Esercizio assegnato 1
Secondo il brano sui massacri in Bosnia, perché chi scrive ha impiegato alcuni giorni prima di sfogliare il numero di Left? Risponda in una o due frasi.
Esercizio assegnato 2
Prosegua il brano sui massacri in Bosnia a partire dall'ultima frase riportata.

#### Brano citato ####

Oggi si commemora uno dei più efferati massacri perpetrati nei confronti della popolazione musulmana della Bosnia durante le operazioni di "pulizia etnica" nella Valle di Lasva, nel villaggio di Ahmici. Il massacro venne perpetrato dalle armate afferenti alla comunità croata residente nella Herceg Bosna. La Corte Internazionale dell'Aja ha condannato per questo massacro alcuni importanti leader dei croati di Bosnia, tra cui Dario Kordic.
Le cifre ufficiali parlano di 116 morti, ma in realtà , come accadde per altri massacri compiuti dalle varie parti in causa durante le guerre civili balcaniche, ancora c'è molto da chiarire e scoprire intorno al massacro.
Nel Novembre 2017, dopo aver visitato la città di Travnik, quasi per caso mi trovai a transitare per il villaggio di Ahmici, visitando il memoriale che ricorda i tragici eventi accaduti.
Ancora molto c'è da scoprire e da fare perché non si dimentichi quanto accaduto pochi anni fa a pochissimi chilometri dal nostro paese, andare a visitare i memoriali è uno dei primi passi, per non dimenticare che anche questo è stato.






lunedì 11 marzo 2019

Tre serbi, due musulmani e un lupo. Alcune riflessioni.




Devo dire che ci ho messo quasi una settimana prima di riuscire a sfogliare il numero di Left , e qualche altro minuto per leggere l’anteprima di questo nuovo libro, che, come i molti scritti o curati da Luca Leone, ci porta ancora una volta nei “buchi neri della memoria” che ancora colmano di tragico mistero la storia recente dei noi vicini di mare balcanici.
Ci ho messo qualche giorno perché, ogni qual volta leggo un libro o un articolo su Srebrenica, Prijedor, Ahmici, e altri meno conosciuti luoghi della memoria, luoghi in cui l’umanità è morta, devo superare un blocco emotivo.
Da circa vent’anni, ma forse anche prima, per me la Bosnia soprattutto, quanto accaduto in gran parte del suo territorio e che spesso la terra ora nasconde forse in modo indelebile, è diventata per me una sorta di ossessione, o forse una missione.
E nelle pagine di questo e di decine di libri di Luca Leone e della Infinito edizioni, scorgo ogni volta la stessa ossessione, la stessa missione.
Che non si dimentichi, che si continui a cercare , scoprire, scavare, alla ricerca non solo dei corpi ma di “brandelli di verità”.
L’ultimo libro di Luca Leone scritto unitamente a Daniele Zanon, racconta la storia di Alma e ci porta  a Prijedor , quella che viene anche conosciuta come la città del ritorno, uno dei luoghi in cui avvennero cose che ci rimandano direttamente agli anni terribili della seconda guerra mondiale e ai campi di sterminio nazisti.

#### Righe estratte ####

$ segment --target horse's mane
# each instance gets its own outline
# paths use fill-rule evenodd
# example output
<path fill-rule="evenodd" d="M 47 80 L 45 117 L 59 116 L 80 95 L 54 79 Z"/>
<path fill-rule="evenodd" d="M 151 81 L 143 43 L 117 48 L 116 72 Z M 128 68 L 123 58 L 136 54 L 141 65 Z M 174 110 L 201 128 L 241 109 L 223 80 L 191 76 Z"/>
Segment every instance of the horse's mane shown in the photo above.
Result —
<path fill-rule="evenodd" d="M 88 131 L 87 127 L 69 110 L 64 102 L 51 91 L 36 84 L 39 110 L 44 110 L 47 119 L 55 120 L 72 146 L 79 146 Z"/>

####

Risposta 1
Chi scrive ha impiegato alcuni giorni perché, ogni volta che legge un libro o un articolo su Srebrenica, Prijedor, Ahmici e altri luoghi della memoria meno conosciuti, luoghi in cui l'umanità è morta, deve superare un blocco emotivo.

Risposta 2
Mai più si scrisse, in tutte le lingue del mondo.
E invece, l’uomo sembra non aver compreso ancora nulla dalla storia e continua, sempre con maggiore efferatezza , a riproporre le stesse terribili metodiche del terrore, con terribili upgrade che la tecnologia fornisce.
Alma ci racconta la sua storia , la storia che è poi la storia di un popolo in fuga, smembrato, dilaniato, massacrato e sepolto. Donne, uomini, vecchie, bambini sono costretti a lasciare il luogo in cui hanno vissuto, amato, sofferto, per i calcoli e le “idee” di pochi “bastardi senza gloria”, capaci di mettere il simile contro il simile, in vicino contro il vicino, in nome di una poco chiara supremazia.
La storia di Alma, riecheggia a storia della mia amica Dzeva di cui ho raccontato qualcosa sul mio blog (https://trabalcanieatlantico.blogspot.com/2018/01/sopravvivere-srebrenica-my-smile-is-my.html), ed è la storia di chi  nonostante tuttosopravvive ad un massacro, perde gran parte della famiglia, degli affetti, dei ricordi, per ricominciare in qualche modo a vivere, perché bisogna sempre e comunque ricominciare a vivere.
Le chiamerei resilienze balcaniche.
Alma e i suoi vittime dell’assurda propaganda serba: “Vi stiamo salvando dai musulmani” dicevano questi uomini in mimetica, lo dicevano ai croati della Krajna, mentendo a loro stessi e al cuore della gente che a loro si affidava volente o nolente.
Tre serbi, due musulmani e un lupo, già solo a guardare la copertina ci riporta quindi a quel passato che speravamo non si ripetesse, nell’era della televisione e di internet, seppure in quel periodo storico fosse solo agli albori.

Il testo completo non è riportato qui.